**Supplied material:**

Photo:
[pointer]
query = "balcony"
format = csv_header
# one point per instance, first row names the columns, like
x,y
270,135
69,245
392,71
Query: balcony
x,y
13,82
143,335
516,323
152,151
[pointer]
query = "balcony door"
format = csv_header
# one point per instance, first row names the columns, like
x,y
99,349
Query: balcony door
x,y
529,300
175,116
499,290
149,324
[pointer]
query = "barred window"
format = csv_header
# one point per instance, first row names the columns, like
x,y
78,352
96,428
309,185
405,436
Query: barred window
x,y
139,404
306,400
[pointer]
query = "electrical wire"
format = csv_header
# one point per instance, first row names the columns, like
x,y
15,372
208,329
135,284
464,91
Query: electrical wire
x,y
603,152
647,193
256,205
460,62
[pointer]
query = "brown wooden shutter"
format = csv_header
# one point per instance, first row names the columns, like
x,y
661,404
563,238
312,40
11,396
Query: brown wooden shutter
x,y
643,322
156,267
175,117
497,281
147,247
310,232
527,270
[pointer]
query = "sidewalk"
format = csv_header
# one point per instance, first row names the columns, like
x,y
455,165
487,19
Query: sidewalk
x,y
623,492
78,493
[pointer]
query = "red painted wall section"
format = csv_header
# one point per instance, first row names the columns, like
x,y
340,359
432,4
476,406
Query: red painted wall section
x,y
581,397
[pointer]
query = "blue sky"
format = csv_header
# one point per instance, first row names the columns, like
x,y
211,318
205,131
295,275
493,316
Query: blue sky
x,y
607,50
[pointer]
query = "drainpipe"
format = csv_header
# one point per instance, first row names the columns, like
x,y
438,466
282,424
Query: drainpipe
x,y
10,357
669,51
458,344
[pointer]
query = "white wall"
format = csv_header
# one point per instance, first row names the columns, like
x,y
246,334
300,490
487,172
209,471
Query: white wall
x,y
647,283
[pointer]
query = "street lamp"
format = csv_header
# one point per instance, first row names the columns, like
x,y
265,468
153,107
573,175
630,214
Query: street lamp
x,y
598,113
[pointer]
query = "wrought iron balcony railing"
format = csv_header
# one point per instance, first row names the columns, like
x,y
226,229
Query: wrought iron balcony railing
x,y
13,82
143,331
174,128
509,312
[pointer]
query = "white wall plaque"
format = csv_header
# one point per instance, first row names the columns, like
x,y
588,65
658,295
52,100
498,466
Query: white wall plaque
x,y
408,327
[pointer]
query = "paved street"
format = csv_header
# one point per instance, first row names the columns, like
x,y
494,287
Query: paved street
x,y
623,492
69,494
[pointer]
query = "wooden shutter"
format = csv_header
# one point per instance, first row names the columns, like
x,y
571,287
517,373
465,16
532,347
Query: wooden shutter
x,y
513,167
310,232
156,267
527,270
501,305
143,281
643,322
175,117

**What you are asked to do:**
Set down each entry exactly, leaving none out.

**Output of the exercise:**
Photo:
[pointer]
query = "balcony"
format = csv_header
# one point per instance, first row names the columns, like
x,y
270,135
69,245
392,71
Query: balcony
x,y
13,82
143,335
516,323
152,151
[pointer]
query = "balcony door"
format = csv_header
# one point per instance, first row names the columns, like
x,y
99,349
Query: balcony door
x,y
529,300
175,116
499,290
149,324
[pointer]
query = "barred window"
format = csv_header
# one point per instance, first row names the columns, like
x,y
78,352
96,428
309,185
405,436
Query: barred window
x,y
139,404
306,400
[pointer]
query = "electrical wire"
format = csv_header
# one point per instance, first row names the columns, like
x,y
15,372
208,329
135,284
464,91
Query: electrical wire
x,y
603,152
647,193
256,205
460,62
[pointer]
query = "brown wooden shutter"
format = csv_header
# one point per instance, first row names the columns, like
x,y
661,404
563,238
312,40
11,396
Query: brown wooden shutter
x,y
643,322
156,267
175,117
497,281
147,247
310,232
527,270
[pointer]
query = "sidewalk"
format = csv_header
# one point per instance, first row names the columns, like
x,y
455,165
487,19
Query: sidewalk
x,y
623,492
78,493
[pointer]
query = "red painted wall section"
format = csv_header
# one point per instance, first row names the columns, like
x,y
340,359
432,4
476,406
Query: red painted wall section
x,y
581,397
[pointer]
query = "blue sky"
format = csv_header
# one point per instance, first row names the columns, like
x,y
211,318
205,131
295,275
493,316
Query: blue sky
x,y
607,50
[pointer]
query = "drainpipe"
format = csv_header
# one point per instance, first row names the columns, like
x,y
438,466
282,424
Query: drainpipe
x,y
10,357
669,51
458,344
[pointer]
query = "white wall"
format = csv_header
# one point per instance, first row names the columns, like
x,y
246,334
300,490
487,172
209,471
Query: white wall
x,y
647,283
[pointer]
query = "street lamp"
format = csv_header
# one point per instance, first row names the columns, like
x,y
265,468
153,107
573,175
630,214
Query: street lamp
x,y
598,113
[pointer]
query = "wrought iron balcony railing"
format = csv_header
# one point per instance, first row names the columns, like
x,y
226,229
Query: wrought iron balcony railing
x,y
13,82
143,331
174,128
509,312
[pointer]
query = "white wall plaque"
format = csv_header
# one point per instance, first row names the columns, like
x,y
588,65
658,295
52,100
498,466
Query: white wall plaque
x,y
408,327
[pointer]
query = "paved street"
format = csv_header
# one point per instance, first row names the columns, like
x,y
494,287
Query: paved street
x,y
623,492
69,494
[pointer]
query = "wooden shutter"
format = csv_header
# one point per instance, first row names the columns, like
x,y
571,287
517,373
465,16
532,347
Query: wooden shutter
x,y
513,167
310,232
156,267
527,270
501,305
143,281
643,322
175,117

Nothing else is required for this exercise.